_JOB:_
Output the data below in full, byte for byte. Nothing may differ.

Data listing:
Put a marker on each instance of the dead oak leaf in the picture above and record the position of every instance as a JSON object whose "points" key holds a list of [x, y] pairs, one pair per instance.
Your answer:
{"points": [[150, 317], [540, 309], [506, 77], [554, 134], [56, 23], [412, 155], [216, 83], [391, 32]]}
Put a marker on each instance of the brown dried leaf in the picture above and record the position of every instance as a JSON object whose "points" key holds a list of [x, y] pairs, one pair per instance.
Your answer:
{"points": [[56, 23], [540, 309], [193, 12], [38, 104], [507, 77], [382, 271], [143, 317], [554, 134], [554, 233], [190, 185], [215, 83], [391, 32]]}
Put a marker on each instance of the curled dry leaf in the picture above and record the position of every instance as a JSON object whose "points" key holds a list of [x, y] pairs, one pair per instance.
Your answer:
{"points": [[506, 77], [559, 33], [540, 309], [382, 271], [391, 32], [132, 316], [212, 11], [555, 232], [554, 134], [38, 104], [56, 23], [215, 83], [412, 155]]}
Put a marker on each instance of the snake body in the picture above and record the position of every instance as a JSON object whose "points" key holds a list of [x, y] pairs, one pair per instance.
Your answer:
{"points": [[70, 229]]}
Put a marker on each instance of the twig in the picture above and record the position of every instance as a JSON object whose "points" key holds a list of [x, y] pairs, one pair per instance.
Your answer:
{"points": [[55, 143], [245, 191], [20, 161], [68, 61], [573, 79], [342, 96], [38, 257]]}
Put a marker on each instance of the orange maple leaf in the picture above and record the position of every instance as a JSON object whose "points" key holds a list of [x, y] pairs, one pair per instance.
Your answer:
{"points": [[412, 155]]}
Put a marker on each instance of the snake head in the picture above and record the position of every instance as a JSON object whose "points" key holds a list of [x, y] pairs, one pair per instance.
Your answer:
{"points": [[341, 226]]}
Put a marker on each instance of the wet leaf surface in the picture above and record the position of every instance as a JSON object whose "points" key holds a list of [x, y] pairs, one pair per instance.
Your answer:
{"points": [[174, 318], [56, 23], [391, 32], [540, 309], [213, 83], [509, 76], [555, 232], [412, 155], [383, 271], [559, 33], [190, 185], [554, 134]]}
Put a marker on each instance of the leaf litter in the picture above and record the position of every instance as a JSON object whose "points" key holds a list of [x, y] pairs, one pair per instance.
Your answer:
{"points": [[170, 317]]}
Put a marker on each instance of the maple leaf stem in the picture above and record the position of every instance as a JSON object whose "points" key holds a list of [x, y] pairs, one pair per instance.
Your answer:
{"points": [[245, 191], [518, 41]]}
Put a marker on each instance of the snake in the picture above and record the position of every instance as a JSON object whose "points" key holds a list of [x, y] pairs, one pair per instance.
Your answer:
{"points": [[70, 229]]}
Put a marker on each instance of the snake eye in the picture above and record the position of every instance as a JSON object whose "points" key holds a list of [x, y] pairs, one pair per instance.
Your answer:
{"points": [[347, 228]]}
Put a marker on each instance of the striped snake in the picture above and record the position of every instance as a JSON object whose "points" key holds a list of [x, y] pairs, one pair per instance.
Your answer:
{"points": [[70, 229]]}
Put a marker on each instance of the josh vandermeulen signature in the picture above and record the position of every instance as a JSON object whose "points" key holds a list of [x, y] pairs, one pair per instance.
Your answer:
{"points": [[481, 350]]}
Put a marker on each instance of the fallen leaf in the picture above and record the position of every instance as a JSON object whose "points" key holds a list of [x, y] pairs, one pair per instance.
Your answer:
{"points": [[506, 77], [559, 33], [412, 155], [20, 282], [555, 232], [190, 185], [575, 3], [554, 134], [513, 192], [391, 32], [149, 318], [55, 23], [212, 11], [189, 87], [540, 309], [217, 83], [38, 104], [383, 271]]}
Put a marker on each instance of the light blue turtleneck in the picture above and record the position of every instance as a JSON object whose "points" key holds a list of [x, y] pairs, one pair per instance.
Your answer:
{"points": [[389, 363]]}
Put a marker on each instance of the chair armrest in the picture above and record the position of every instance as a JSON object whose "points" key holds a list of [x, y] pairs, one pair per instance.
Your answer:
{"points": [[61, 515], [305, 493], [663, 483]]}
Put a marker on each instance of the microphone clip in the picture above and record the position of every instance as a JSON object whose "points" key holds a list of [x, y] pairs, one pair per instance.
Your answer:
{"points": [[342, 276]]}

_TASK SOLUTION:_
Put a marker on each instance of the dead oak leaf in the picture above and record the position of every instance as a JSON object whose "points" key holds a list of [x, y] pairs, one pair per instance.
Your answer:
{"points": [[150, 317], [540, 309], [506, 77], [554, 134], [56, 23], [412, 155], [216, 83], [391, 32]]}
Put a marker on each instance of the brown dried leaf in the picture above and record the position of every instance as a JSON object whose "points" key holds a list of [x, y] pairs, one pair per instance.
Your answer:
{"points": [[56, 23], [540, 309], [193, 12], [38, 104], [507, 77], [382, 271], [143, 317], [554, 134], [554, 233], [190, 185], [215, 83], [391, 32]]}
Put a marker on each instance of the curled dry leaf in the picture above and record the position of every instance as a JSON object whose "points" key holds a list of [x, y] pairs, one pair per instance.
Your answer:
{"points": [[506, 77], [559, 33], [540, 309], [382, 271], [391, 32], [132, 316], [212, 11], [555, 232], [554, 134], [38, 104], [56, 23], [215, 83], [412, 155]]}
Put a marker on each instance of the snake body in the picture above and record the position of every instance as a JSON object whose "points" key holds a list of [x, y] pairs, one pair per instance.
Your answer:
{"points": [[70, 229]]}
Put a marker on each instance of the twig in the picture above and record the position of every instance as a JSON object whose "points" key holds a list of [x, y] pairs, one pair per instance.
Your answer:
{"points": [[55, 143], [245, 191], [20, 161], [68, 61], [573, 79], [342, 96], [38, 257]]}
Put a marker on each instance of the orange maple leaf in the picture above and record the position of every instance as a JSON object whose "points" key holds a list of [x, y] pairs, one pair per instance.
Your answer:
{"points": [[412, 155]]}
Put a marker on each instance of the snake head in the picture above and record the position of every instance as a JSON object whose "points" key holds a list of [x, y] pairs, one pair per instance.
Your answer:
{"points": [[341, 226]]}
Put a marker on each instance of the wet leaf surface in the picture above and record the position of every instance as a JSON object whose "points" key holds a list of [x, y] pairs, one pair per instance.
Your answer:
{"points": [[174, 318], [56, 23], [391, 32], [540, 309], [213, 83], [509, 76], [555, 232], [412, 155], [383, 271], [559, 33], [190, 185], [554, 134]]}
Put a marker on each instance of the leaf litter in the picture above and record the position of every instance as a JSON object whose "points" key holds a list of [x, y] pairs, one pair per instance.
Your answer:
{"points": [[170, 317]]}
Put a marker on each instance of the maple leaf stem in the picture above and record the position of every instance as a JSON object whose "points" key holds a list of [x, y] pairs, one pair per instance.
Your answer:
{"points": [[245, 191], [518, 41]]}
Put a marker on each instance of the snake in the picture above and record the position of every instance as a JSON object whose "points" key holds a list of [x, y] pairs, one pair per instance.
Your answer:
{"points": [[70, 229]]}
Put a marker on each instance of the snake eye in the picture above and record the position of every instance as a JSON object whose "points" key holds a list of [x, y] pairs, one pair per instance.
Your answer:
{"points": [[347, 228]]}
Put a marker on each instance of the striped snake in the picture above and record the position of every instance as a JSON object whose "points" key holds a list of [x, y] pairs, one pair per instance.
Your answer:
{"points": [[70, 229]]}
Put a marker on each instance of the josh vandermeulen signature in the picture above and record the position of every instance as a JSON object whose "points" key holds a list of [x, y] pairs, one pair per instance.
Your answer:
{"points": [[481, 350]]}
Put a marker on each instance of the fallen leaf in the picture above and record the position of every instance as a JSON object whose "points" key holds a list of [x, y] pairs, one pair per instance.
Your answer:
{"points": [[506, 77], [559, 33], [412, 155], [20, 282], [555, 232], [190, 185], [575, 3], [554, 134], [513, 192], [391, 32], [149, 318], [55, 23], [212, 11], [189, 87], [540, 309], [217, 83], [38, 104], [383, 271]]}
Put a marker on each instance of the light blue turtleneck in the picture above and record the position of every instance as a JSON object whose "points" key holds a list of [x, y] pairs, one pair per instance.
Your answer:
{"points": [[389, 363]]}
Put a marker on each instance of the chair armrest in the picture above and record the position of every instance as a JSON object whose "points" key holds a list of [x, y] pairs, one pair per instance.
Your answer:
{"points": [[61, 515], [305, 493], [663, 483]]}
Put a marker on each instance of the microphone clip in the picture above and record the position of every instance as a JSON object whose "points" key holds a list of [x, y] pairs, one pair per instance.
Your answer:
{"points": [[342, 276]]}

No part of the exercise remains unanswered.